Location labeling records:

+ + + + +

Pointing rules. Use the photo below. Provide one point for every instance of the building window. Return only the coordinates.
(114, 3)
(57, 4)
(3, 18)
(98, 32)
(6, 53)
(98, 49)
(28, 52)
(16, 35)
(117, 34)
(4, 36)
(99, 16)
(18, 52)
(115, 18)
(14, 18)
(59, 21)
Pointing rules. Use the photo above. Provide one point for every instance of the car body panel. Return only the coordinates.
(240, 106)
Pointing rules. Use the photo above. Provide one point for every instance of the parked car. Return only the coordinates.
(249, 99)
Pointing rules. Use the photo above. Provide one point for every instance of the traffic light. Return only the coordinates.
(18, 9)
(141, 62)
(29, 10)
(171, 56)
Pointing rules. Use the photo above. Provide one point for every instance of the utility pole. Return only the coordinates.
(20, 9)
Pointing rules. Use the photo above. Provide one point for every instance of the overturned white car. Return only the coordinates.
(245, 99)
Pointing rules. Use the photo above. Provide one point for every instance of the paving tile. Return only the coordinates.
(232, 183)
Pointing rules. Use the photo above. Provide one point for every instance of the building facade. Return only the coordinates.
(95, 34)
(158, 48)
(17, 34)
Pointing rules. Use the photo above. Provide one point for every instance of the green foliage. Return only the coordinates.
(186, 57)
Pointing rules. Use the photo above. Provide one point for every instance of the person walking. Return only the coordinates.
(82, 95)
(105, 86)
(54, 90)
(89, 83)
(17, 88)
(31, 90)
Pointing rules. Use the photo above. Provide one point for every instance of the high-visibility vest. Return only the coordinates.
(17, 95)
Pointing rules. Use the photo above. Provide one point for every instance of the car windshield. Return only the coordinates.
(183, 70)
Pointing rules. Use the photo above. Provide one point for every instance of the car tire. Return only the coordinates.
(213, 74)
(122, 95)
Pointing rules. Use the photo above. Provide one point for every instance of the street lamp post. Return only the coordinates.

+ + + + +

#### [Short exercise]
Output an exact copy of the lines beginning at the one that holds "walking. Return only the coordinates." and running through the final line of the records.

#### [Solution to this task]
Pointing rules. Use the photo above. Provide one point for every instance of the person walking. Return only the coordinates.
(82, 95)
(105, 86)
(54, 90)
(89, 83)
(17, 88)
(31, 90)
Pointing rules. Use the photo above. Provide one point for every instance of the high-visibility vest. Return only the coordinates.
(17, 95)
Pointing rules. Use the photo above. Provide one point for every instance of the car windshield. Return only the coordinates.
(183, 70)
Pointing rules. Use the photo above. Provide one point for every instance of the car tire. Return only the coordinates.
(213, 74)
(122, 95)
Pointing rules. Use the photo above. Provide one point for every instance of the street lamp post. Return only the coordinates.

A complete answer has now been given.